- Document passage:
Melica picta is a species of grass in the family Poaceae that can be found in Europe, northwestern Africa and southwestern Asia.

==Description==
The species is cespitose and perennial with the culms being 40–80 cm long. Leaf-sheaths are closed, tubular and scabrous with eciliate membrane being 1–2.5 mm long. The leaf-blades are pilose and rough. They are also hairy and have scabrous margins and surface with acuminate apex. The length of a leaf-blade is 8–16 cm long and 2–5 mm wide. Their panicle is linear, open, secund and is 6–12 cm in length. They can either be 6–10 mm long or 7–8 mm. Branches have fertile spikelets which are pediceled and are solitary as well.

Spikelets are 8–10 mm in length and are oblong. They also have fertile florets which are diminished at the apex. Both lower and upper glumes are elliptic, are 7 mm long, and either gray or red in colour. Both are also keelless and 5-veined with obtuse apex. Lemma is chartaceous, elliptic, and is 3–3.5 mm long. It is also shiny and keelless but have 3 veines. The lemmas apex is obtuse just like glumes, with palea being 2-veined, lanceolated, and 5–5.5 mm in length. Flowers are fleshy, oblong, truncate and grow side by side, with 3 anthers. Fruits are caryopsis, have adherent pericarp and are 2 mm long.

==Ecology==
Melica picta is rare in hardwood and fir forests and is also uncommon on clay and loamy soils. Flowers bloom from May to June.

- Exercise directions:
Reproduce the Melica picta text word for word, beginning at the words "Spikelets are 8–10" and stopping after "are 2 mm long.".

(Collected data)

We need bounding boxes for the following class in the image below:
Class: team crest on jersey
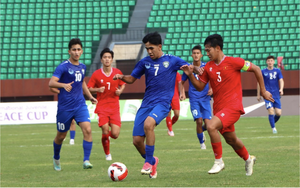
[68,68,74,74]
[145,63,151,69]
[163,61,170,68]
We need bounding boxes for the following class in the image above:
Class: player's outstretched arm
[49,87,60,94]
[248,63,274,102]
[180,65,206,91]
[113,74,136,84]
[82,81,98,104]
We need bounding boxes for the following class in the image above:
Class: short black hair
[100,48,114,59]
[192,44,202,52]
[204,34,223,50]
[266,55,275,60]
[69,38,82,50]
[143,31,161,45]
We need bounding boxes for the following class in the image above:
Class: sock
[82,140,93,161]
[145,145,155,165]
[197,132,204,144]
[70,131,76,139]
[166,116,173,131]
[102,134,110,155]
[172,116,178,125]
[108,131,117,139]
[211,142,222,159]
[269,115,275,128]
[274,115,280,123]
[53,140,62,160]
[235,146,249,161]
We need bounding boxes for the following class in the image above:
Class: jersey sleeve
[199,66,209,84]
[53,65,64,79]
[173,56,188,70]
[117,69,126,86]
[277,69,283,80]
[87,71,97,88]
[131,59,147,79]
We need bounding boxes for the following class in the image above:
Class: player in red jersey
[88,48,125,160]
[166,72,181,136]
[181,34,274,176]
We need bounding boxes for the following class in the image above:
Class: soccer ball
[108,162,128,181]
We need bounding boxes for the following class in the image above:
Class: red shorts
[171,97,180,110]
[215,108,241,134]
[98,112,121,127]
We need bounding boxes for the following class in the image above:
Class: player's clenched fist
[64,81,74,92]
[113,74,124,80]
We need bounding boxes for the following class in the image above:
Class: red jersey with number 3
[200,56,251,114]
[87,68,125,114]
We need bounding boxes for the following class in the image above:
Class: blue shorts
[132,104,171,136]
[56,106,91,132]
[190,100,211,121]
[264,98,281,109]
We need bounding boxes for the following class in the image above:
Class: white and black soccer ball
[108,162,128,181]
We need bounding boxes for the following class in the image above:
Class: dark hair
[143,31,161,45]
[266,55,275,60]
[192,44,202,52]
[100,48,114,59]
[204,34,223,50]
[69,38,82,50]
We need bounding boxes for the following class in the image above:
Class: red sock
[211,142,222,159]
[172,116,178,125]
[108,131,117,139]
[235,146,249,161]
[102,134,110,155]
[166,116,173,131]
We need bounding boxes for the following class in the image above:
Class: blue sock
[82,140,93,161]
[269,115,275,128]
[53,141,62,160]
[145,145,155,165]
[197,132,204,144]
[274,115,280,123]
[70,131,76,139]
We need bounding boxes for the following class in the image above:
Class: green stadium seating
[0,0,137,79]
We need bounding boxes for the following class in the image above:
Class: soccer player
[88,48,125,161]
[49,38,97,171]
[50,88,76,145]
[180,45,212,149]
[257,55,284,134]
[114,32,187,178]
[166,72,184,136]
[182,34,274,176]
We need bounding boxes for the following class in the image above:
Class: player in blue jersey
[49,38,97,171]
[50,88,76,145]
[257,56,284,134]
[114,32,187,178]
[180,45,212,149]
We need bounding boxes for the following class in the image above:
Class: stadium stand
[0,0,136,79]
[147,0,300,70]
[0,0,300,80]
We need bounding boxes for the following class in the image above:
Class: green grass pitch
[0,116,299,187]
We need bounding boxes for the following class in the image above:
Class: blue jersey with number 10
[131,54,187,107]
[261,68,283,98]
[53,60,86,111]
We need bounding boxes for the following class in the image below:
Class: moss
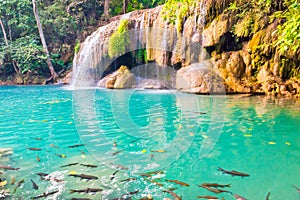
[108,20,130,58]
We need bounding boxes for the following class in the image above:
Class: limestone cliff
[73,1,300,95]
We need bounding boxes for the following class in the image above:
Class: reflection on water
[0,86,300,199]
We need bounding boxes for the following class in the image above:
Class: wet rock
[62,71,73,84]
[98,65,135,89]
[176,61,225,94]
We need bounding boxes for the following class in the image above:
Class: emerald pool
[0,86,300,200]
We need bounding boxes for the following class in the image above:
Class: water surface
[0,86,300,200]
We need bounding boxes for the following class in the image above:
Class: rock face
[74,0,300,96]
[176,61,226,94]
[98,66,135,89]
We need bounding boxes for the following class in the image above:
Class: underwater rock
[176,61,225,94]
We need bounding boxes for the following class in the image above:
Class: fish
[199,185,231,194]
[233,194,247,200]
[195,111,207,115]
[60,163,79,168]
[162,190,182,200]
[146,179,164,187]
[30,179,39,190]
[69,174,98,180]
[10,176,16,185]
[14,179,25,193]
[37,172,49,178]
[41,177,64,183]
[27,147,42,151]
[71,198,92,200]
[68,144,84,149]
[151,149,166,153]
[197,196,219,199]
[266,192,271,200]
[110,170,119,181]
[31,190,59,199]
[120,178,136,182]
[218,167,250,177]
[55,154,67,158]
[70,188,103,194]
[111,149,124,156]
[293,184,300,193]
[80,164,98,168]
[0,165,20,171]
[167,180,190,187]
[202,183,230,188]
[32,138,43,140]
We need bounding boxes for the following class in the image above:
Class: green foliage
[163,0,196,32]
[108,20,130,58]
[276,0,300,53]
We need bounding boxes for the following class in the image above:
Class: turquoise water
[0,86,300,200]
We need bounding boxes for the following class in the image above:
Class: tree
[104,0,110,19]
[32,0,57,80]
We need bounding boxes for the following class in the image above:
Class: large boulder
[98,65,135,89]
[176,61,225,94]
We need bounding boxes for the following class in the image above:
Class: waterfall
[72,2,206,88]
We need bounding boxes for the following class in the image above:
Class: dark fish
[14,179,25,193]
[233,194,247,200]
[140,174,152,177]
[37,172,49,178]
[195,112,207,115]
[218,167,250,177]
[162,190,181,200]
[80,164,98,168]
[55,154,67,158]
[30,179,39,190]
[70,188,103,194]
[111,150,123,156]
[197,196,219,199]
[110,163,128,170]
[167,180,190,187]
[200,185,231,194]
[202,183,230,188]
[31,190,59,199]
[71,198,92,200]
[120,178,136,182]
[110,170,119,181]
[60,163,79,168]
[27,147,42,151]
[293,184,300,193]
[147,171,165,175]
[146,179,164,187]
[0,166,20,170]
[68,144,84,149]
[266,192,271,200]
[69,174,98,180]
[32,138,43,140]
[41,177,64,183]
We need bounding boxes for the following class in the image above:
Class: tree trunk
[104,0,110,19]
[0,18,19,74]
[32,0,57,79]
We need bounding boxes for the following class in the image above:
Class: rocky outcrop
[176,61,226,94]
[98,66,135,89]
[74,1,300,96]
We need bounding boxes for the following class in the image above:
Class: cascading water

- Answer:
Spikelets are 8–10 mm in length and are oblong. They also have fertile florets which are diminished at the apex. Both lower and upper glumes are elliptic, are 7 mm long, and either gray or red in colour. Both are also keelless and 5-veined with obtuse apex. Lemma is chartaceous, elliptic, and is 3–3.5 mm long. It is also shiny and keelless but have 3 veines. The lemmas apex is obtuse just like glumes, with palea being 2-veined, lanceolated, and 5–5.5 mm in length. Flowers are fleshy, oblong, truncate and grow side by side, with 3 anthers. Fruits are caryopsis, have adherent pericarp and are 2 mm long.